Rewrite the passage about re-enacting the thoughts of others from "If we could" to "all, a Marxist’.", changing "show debates" to "staged debates".
[begin Passage to read]
The terminological advantage to ‘re-enacting’ the thoughts of others over simply
‘understanding’ the thoughts of others is that it distinguishes between knowing ‘that’
another person thinks x, and knowing ‘what’ he thinks in the sense of actually following
his reasoning between x and y. One ‘re-enacts’ the reasoning. In political argument, for
example, there is a difference between (on the one hand) knowing ‘that’ my opponent ‘is
a Marxist’ and that he therefore ‘thinks Marxist thoughts’, and (on the other) knowing his
reasoning – his ‘y’s and his ‘x’s – on a specific point. It is quite obvious, when put like
this, that ‘following his reasoning’ implies thinking through a line of reasoning that is in
some sense ‘the same’ as his. If this is what Collingwood means, then it is not particularly
contentious in itself. Obviously this is possible. If it weren’t then it would be impossible
to see, in an argument, where my opponent had gone wrong in his reasoning. This is
simply to say that before I can identify a logical leap I must first ‘follow’ the logic.
If we could not re-enact thoughts, or if we attempted to do without the
presupposition that we can follow other people’s reasoning, then all disputes – even
philosophical ones – would be essentially rhetorical, or “eristical”, in the sense that they
would be show debates, displaying a barrage of ‘x’s. Instead of following another’s
1 NL, 14.1 2 See NL, 14.3 3 See EM, p. 66
- 135 -
reasoning it would be good enough to say to myself something like ‘Well he thinks x. He
is, after all, a Marxist’.
We’ve seen that the recruitment from The Principles of Art of Collingwood’s
distinctions between actions and passions, thoughts and feelings, as if Collingwood’s
philosophy of mind underpins his philosophy of history, actually makes his philosophy of
history seem dependent on that philosophy of mind. It is not. His distinction between
actio and passio (which he says he takes from Hume1) simply illustrates a presupposition of
historical questions. Historical questions presuppose that the deed was an actio, not a
passio, which is to presuppose that there is a y which relates to the x as its ‘reason’, its
‘ground’.
[end Passage to read]
[begin Recorded data]
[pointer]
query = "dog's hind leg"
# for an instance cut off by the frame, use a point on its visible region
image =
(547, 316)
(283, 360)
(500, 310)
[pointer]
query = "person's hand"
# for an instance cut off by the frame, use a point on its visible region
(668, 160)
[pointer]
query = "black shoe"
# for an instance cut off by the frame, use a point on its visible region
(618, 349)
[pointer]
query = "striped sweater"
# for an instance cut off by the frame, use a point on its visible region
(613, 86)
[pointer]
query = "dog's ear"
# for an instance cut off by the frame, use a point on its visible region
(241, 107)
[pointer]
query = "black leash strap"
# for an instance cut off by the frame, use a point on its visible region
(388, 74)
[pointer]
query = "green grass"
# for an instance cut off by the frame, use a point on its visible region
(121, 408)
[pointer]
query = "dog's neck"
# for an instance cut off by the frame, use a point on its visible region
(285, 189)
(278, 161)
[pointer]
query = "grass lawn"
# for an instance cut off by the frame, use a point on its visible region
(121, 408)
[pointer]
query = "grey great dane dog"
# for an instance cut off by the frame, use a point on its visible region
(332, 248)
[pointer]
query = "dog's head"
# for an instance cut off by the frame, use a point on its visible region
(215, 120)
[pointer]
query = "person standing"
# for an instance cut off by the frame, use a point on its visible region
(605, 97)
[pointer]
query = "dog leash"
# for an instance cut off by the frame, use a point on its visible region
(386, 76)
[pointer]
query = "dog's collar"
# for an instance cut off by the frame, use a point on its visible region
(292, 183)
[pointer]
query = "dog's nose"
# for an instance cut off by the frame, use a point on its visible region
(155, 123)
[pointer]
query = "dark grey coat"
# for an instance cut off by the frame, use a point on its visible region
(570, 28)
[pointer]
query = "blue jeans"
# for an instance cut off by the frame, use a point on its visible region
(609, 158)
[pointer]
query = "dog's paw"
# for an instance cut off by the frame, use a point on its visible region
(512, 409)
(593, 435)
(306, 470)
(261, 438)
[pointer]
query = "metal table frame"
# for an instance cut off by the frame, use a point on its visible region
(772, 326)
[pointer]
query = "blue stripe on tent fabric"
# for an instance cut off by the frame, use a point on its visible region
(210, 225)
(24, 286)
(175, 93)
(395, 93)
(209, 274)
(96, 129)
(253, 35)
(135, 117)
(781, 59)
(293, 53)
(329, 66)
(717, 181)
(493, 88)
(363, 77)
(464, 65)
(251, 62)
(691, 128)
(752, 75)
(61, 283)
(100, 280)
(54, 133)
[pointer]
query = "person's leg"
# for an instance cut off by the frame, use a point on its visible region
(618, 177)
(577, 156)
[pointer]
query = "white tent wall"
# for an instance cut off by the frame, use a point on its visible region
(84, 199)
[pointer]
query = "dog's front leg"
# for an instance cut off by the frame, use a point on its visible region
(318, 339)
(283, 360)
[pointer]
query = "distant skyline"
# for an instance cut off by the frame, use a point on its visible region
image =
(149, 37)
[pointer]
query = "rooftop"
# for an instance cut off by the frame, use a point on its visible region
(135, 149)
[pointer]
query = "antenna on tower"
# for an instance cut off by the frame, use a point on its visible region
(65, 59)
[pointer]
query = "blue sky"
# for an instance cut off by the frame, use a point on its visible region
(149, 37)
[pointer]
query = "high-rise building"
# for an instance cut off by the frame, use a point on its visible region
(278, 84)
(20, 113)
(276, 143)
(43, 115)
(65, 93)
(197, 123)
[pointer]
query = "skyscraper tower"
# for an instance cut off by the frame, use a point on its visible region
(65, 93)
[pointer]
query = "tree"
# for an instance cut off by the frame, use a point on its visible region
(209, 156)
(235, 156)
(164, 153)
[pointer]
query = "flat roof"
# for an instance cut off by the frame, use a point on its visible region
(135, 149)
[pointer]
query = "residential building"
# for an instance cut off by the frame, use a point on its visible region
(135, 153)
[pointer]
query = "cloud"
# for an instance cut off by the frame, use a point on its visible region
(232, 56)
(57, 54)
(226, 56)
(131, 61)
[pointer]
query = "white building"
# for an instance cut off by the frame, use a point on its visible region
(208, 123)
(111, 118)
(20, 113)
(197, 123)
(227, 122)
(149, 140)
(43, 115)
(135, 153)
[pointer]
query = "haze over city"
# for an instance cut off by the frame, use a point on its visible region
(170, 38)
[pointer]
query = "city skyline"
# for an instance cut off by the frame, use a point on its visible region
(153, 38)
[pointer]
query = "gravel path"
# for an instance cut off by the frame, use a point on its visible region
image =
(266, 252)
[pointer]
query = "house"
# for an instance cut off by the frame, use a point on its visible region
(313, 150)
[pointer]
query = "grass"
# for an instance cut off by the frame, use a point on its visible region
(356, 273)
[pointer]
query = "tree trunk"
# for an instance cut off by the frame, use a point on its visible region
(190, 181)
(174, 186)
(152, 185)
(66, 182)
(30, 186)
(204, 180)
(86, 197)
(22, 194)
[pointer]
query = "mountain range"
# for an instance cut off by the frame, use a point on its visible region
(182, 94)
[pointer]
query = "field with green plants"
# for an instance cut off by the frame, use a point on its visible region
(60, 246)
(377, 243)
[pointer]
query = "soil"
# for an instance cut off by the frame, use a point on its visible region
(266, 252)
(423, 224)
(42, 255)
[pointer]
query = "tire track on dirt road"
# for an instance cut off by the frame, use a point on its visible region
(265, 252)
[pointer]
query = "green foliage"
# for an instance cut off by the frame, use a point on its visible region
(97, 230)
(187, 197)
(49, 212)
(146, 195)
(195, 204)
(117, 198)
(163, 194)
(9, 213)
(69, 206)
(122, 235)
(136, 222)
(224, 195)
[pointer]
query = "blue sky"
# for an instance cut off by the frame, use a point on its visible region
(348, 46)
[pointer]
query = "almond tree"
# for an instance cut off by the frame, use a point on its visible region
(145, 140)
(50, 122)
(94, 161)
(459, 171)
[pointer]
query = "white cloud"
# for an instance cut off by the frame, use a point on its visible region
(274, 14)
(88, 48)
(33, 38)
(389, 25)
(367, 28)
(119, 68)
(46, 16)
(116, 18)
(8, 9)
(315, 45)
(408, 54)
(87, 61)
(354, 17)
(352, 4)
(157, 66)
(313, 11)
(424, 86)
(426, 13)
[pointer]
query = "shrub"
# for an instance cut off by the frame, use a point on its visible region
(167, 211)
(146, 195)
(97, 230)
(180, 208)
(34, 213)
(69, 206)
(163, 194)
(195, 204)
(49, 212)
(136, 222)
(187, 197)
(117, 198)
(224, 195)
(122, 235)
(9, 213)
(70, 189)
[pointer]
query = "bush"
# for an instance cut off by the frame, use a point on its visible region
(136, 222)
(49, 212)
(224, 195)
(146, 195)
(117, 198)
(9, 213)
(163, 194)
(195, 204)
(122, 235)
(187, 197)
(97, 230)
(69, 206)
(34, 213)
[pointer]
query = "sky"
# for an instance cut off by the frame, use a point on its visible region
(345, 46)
[end Recorded data]
* Solution to this problem
If we could not re-enact thoughts, or if we attempted to do without the
presupposition that we can follow other people’s reasoning, then all disputes – even
philosophical ones – would be essentially rhetorical, or “eristical”, in the sense that they
would be staged debates, displaying a barrage of ‘x’s. Instead of following another’s
1 NL, 14.1 2 See NL, 14.3 3 See EM, p. 66
- 135 -
reasoning it would be good enough to say to myself something like ‘Well he thinks x. He
is, after all, a Marxist’.